**Instructions to follow:** Extract each line of the data and write it out again exactly.

**Extracted information:**
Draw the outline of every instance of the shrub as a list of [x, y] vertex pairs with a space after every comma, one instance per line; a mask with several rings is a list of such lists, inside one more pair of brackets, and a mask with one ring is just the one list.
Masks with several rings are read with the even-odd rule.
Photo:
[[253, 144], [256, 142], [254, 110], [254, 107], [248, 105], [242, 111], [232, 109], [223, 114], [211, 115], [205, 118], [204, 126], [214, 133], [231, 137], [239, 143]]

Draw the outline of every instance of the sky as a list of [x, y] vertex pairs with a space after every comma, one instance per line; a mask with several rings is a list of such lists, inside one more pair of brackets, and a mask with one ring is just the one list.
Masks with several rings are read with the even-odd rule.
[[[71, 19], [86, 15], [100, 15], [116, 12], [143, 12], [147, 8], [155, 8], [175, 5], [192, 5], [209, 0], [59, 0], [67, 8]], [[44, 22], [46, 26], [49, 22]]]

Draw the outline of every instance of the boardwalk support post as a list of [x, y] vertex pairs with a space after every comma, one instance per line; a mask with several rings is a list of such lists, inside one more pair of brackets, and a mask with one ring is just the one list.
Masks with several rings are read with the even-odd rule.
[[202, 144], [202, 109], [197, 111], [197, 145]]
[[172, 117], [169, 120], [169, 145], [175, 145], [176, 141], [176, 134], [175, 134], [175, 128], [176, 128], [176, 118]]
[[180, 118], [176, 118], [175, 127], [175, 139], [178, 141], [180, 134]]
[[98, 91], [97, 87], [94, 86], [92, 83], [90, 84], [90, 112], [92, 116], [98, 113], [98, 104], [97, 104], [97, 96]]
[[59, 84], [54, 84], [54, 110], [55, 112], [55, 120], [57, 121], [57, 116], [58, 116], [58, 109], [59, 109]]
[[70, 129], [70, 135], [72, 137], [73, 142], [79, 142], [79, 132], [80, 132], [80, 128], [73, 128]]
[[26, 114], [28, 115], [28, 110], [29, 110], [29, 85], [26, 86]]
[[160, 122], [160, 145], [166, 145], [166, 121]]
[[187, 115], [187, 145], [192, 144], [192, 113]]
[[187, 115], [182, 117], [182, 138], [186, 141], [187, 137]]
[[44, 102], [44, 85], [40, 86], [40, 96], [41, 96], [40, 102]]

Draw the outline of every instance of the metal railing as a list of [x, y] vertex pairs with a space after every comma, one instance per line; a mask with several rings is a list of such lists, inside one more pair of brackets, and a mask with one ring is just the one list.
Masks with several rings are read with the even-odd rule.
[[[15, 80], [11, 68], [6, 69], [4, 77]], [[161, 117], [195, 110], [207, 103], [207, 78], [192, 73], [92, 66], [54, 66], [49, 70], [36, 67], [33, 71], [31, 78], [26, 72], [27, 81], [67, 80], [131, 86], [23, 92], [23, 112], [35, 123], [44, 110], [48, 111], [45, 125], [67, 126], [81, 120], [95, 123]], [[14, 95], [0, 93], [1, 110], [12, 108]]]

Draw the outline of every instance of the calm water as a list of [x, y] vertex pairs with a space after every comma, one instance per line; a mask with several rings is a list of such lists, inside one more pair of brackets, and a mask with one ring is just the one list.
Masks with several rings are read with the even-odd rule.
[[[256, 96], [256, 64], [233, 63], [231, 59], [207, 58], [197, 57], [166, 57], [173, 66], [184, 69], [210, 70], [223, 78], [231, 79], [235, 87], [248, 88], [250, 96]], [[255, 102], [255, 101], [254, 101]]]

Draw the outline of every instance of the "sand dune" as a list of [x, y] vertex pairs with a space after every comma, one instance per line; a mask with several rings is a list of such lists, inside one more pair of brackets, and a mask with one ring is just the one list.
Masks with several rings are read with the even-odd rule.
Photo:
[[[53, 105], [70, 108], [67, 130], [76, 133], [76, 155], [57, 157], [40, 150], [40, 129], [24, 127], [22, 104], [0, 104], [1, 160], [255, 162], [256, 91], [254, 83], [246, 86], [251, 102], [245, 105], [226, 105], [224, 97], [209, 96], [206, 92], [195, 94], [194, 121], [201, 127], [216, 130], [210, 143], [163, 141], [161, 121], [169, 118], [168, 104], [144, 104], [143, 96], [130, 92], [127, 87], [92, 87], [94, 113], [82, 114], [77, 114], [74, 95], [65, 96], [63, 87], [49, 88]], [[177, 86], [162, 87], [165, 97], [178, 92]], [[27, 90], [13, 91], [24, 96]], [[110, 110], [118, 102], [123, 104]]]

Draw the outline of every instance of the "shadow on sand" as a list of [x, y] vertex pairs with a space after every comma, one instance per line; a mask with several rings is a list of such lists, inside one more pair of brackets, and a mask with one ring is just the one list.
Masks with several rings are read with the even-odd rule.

**Reply:**
Draw the outline of every instance of the shrub as a list of [x, y] vertex pairs with a space after every comma, one instance per line; a mask with several rings is a list of such lists, inside one more pair of brackets, and a mask with one ring is just the one list.
Masks with several rings are read with the even-odd rule.
Photo:
[[253, 144], [256, 142], [254, 110], [254, 107], [248, 105], [242, 111], [232, 109], [223, 114], [211, 115], [205, 118], [204, 126], [214, 133], [231, 137], [239, 143]]

Draw the outline of every instance of the sky as a list of [x, y] vertex pairs with a space after every comma, one instance per line; a mask with several rings is a list of such lists, inside one more pair of brackets, and a mask with one ring is just the one list.
Masks with several rings are read with the even-odd rule.
[[[71, 19], [86, 15], [100, 15], [116, 12], [143, 12], [147, 8], [155, 8], [175, 5], [192, 5], [209, 0], [59, 0], [67, 8]], [[44, 22], [46, 26], [49, 22]]]

Draw the outline of every instance of the boardwalk support post as a list of [x, y] vertex pairs with a space after every comma, one instance per line; a mask with several rings is a list of such lists, inside one more pair of brackets, and a mask with one ring is just the one list.
Masks with several rings are read with the even-odd rule.
[[202, 144], [202, 109], [197, 111], [197, 145]]
[[172, 117], [169, 120], [169, 145], [175, 145], [176, 141], [176, 134], [175, 134], [175, 128], [176, 128], [176, 118]]
[[180, 118], [176, 118], [175, 127], [175, 139], [178, 141], [180, 134]]
[[98, 91], [97, 87], [94, 86], [92, 83], [90, 84], [90, 112], [92, 116], [98, 113], [98, 104], [97, 104], [97, 96]]
[[59, 84], [54, 84], [54, 110], [55, 112], [55, 120], [57, 121], [57, 116], [58, 116], [58, 109], [59, 109]]
[[70, 129], [70, 135], [72, 137], [73, 142], [79, 142], [79, 132], [80, 132], [80, 128], [73, 128]]
[[26, 114], [28, 115], [28, 110], [29, 110], [29, 85], [26, 86]]
[[160, 122], [160, 145], [166, 145], [166, 121]]
[[187, 115], [187, 145], [192, 144], [192, 113]]
[[187, 115], [182, 117], [182, 138], [186, 141], [187, 137]]
[[44, 102], [44, 85], [40, 86], [40, 96], [41, 96], [40, 102]]

Draw the outline of every instance of the metal railing as a list of [x, y] vertex pairs with a space after every comma, one instance per line; a mask with several rings is a list of such lists, inside one more pair of brackets, and a mask with one ring is just the one list.
Masks with several rings are read with the even-odd rule.
[[[15, 80], [11, 68], [6, 69], [4, 77]], [[161, 117], [195, 110], [207, 103], [207, 78], [192, 73], [92, 66], [54, 66], [49, 70], [36, 67], [33, 71], [31, 78], [26, 72], [27, 81], [67, 80], [131, 86], [23, 92], [23, 112], [35, 123], [44, 110], [48, 111], [45, 125], [67, 126], [81, 120], [95, 123]], [[14, 95], [0, 93], [1, 110], [12, 108]]]

Draw the outline of every instance of the calm water as a list of [x, y] vertex pairs with a space after every comma, one instance per line; a mask with several rings is a list of such lists, inside one more pair of brackets, and a mask with one ring is just the one list.
Masks with several rings are read with the even-odd rule.
[[[256, 96], [256, 64], [233, 63], [231, 59], [207, 58], [197, 57], [166, 57], [173, 66], [184, 69], [210, 70], [223, 78], [231, 79], [235, 87], [248, 88], [250, 96]], [[255, 102], [255, 101], [254, 101]]]

Draw the outline of every instance of the "sand dune" as a list of [x, y] vertex pairs with a space after every comma, one instance per line; a mask with several rings is a list of such lists, inside one more pair of brackets, and a mask with one ring is just the one list.
Masks with several rings are read with the even-odd rule.
Photo:
[[[53, 105], [70, 108], [67, 130], [76, 133], [76, 155], [57, 157], [40, 150], [40, 129], [24, 127], [22, 104], [0, 104], [1, 160], [255, 162], [256, 91], [254, 83], [246, 86], [251, 102], [245, 105], [226, 105], [224, 97], [209, 96], [206, 92], [195, 94], [194, 121], [201, 127], [216, 130], [210, 143], [163, 141], [161, 121], [169, 118], [168, 104], [144, 104], [143, 96], [130, 92], [127, 87], [92, 87], [94, 113], [82, 114], [77, 114], [74, 95], [65, 96], [63, 87], [49, 88]], [[177, 86], [162, 87], [165, 97], [178, 92]], [[27, 90], [13, 91], [24, 96]], [[110, 110], [118, 102], [123, 104]]]

Draw the outline of every instance of the "shadow on sand" as a list of [x, y] vertex pairs with a space after every comma, one instance per line; a mask with several rings is a list of such lists, inside one more pair of brackets, and a mask with one ring is just the one list.
Masks with several rings are read with the even-odd rule.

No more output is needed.